Exercise = Extend the abstract algebra thread below about the subgroups generated by A and B, starting right after its final sentence.

Text to read =

____

# abstract algebra

• Oct 4th 2008, 03:01 PM
dori1123
abstract algebra
Prove that if A is a subset of B, then <A> is a subgroup of <B>. Give an example where A is a subest of B with A =/= B but <A> = <B>.

• Oct 4th 2008, 03:59 PM
ThePerfectHacker
Quote:

Originally Posted by dori1123
Prove that if A is a subset of B, then <A> is a subgroup of <B>. Give an example where A is a subest of B with A =/= B but <A> = <B>.

$\displaystyle \left< A \right> = \bigcap_{A\subseteq H} H$ - the intersection of all subgroups of the group containing $\displaystyle A$.
$\displaystyle \left< B \right> = \bigcap_{B\subseteq H} H$ - the intersection of all subgroups of the group containing $\displaystyle B$.

Now since $\displaystyle A\subseteq B$ it follows,
$\displaystyle \left< A \right> = \bigcap_{A\subseteq H}H \subseteq \bigcap_{B\subseteq H} H = \left< B \right>$.

____

Rows =
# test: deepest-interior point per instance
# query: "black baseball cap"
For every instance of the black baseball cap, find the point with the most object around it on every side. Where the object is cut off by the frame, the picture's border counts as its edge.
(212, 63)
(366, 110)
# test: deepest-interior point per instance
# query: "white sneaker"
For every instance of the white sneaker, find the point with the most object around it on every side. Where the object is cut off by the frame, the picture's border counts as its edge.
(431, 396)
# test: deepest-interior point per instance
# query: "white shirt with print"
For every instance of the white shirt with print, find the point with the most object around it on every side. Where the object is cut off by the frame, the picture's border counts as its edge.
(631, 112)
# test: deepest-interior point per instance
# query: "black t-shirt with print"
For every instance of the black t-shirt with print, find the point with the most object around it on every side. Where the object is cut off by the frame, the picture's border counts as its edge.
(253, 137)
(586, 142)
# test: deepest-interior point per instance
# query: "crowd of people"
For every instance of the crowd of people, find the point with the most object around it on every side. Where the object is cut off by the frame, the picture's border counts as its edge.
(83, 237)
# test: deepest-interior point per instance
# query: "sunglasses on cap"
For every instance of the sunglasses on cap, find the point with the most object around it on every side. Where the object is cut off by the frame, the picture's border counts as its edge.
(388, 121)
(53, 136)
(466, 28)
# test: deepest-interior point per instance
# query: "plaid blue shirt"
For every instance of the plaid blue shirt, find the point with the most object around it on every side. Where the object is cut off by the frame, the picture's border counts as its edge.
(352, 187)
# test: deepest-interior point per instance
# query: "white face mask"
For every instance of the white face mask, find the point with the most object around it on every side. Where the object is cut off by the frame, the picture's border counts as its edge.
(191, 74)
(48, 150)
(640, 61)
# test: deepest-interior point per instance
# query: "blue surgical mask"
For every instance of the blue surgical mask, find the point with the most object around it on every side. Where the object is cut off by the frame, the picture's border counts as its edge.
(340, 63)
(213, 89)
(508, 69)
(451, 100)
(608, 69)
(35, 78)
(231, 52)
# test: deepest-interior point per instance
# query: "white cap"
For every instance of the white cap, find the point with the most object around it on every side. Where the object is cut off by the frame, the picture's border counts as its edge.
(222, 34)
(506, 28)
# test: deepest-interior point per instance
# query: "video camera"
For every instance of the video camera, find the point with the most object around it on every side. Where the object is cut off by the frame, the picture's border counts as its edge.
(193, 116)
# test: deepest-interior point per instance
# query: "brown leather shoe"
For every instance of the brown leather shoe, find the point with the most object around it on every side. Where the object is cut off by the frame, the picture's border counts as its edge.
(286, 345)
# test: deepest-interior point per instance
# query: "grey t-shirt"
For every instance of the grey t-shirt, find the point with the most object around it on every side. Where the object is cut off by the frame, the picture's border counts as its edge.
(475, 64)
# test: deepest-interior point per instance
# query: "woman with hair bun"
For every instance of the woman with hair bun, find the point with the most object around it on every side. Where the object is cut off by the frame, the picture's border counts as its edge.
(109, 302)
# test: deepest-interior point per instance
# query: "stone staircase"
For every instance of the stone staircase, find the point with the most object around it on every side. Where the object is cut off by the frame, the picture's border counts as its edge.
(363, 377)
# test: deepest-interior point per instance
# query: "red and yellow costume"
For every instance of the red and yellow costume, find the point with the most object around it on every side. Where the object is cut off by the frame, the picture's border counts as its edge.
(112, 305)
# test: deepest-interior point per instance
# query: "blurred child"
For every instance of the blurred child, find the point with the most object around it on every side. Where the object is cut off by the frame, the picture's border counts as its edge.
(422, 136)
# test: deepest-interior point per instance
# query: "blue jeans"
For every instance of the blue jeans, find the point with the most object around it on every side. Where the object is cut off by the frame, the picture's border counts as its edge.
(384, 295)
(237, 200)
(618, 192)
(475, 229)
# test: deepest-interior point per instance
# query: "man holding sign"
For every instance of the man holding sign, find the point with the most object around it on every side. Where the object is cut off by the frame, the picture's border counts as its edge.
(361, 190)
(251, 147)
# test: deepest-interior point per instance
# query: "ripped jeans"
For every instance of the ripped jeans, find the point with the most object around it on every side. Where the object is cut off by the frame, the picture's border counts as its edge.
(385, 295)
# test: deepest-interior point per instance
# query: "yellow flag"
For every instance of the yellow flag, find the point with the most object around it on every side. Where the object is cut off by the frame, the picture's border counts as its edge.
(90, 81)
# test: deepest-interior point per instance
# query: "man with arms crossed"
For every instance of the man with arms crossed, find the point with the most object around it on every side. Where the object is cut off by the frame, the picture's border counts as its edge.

____

Result below =
For the example, let $\displaystyle G = \mathbb{Z}_2$ then $\displaystyle \left< \{ [1] \} \right> = \left< G \right>$.
• Oct 4th 2008, 05:42 PM
dori1123
Quote:

Originally Posted by ThePerfectHacker
For the example, let $\displaystyle G = \mathbb{Z}_2$ then $\displaystyle \left< \{ [1] \} \right> = \left< G \right>$.

Is $\displaystyle \mathbb{Z}_2$ the same as Z/2Z?
• Oct 4th 2008, 06:00 PM
ThePerfectHacker
Quote:

Originally Posted by dori1123
Is $\displaystyle \mathbb{Z}_2$ the same as Z/2Z?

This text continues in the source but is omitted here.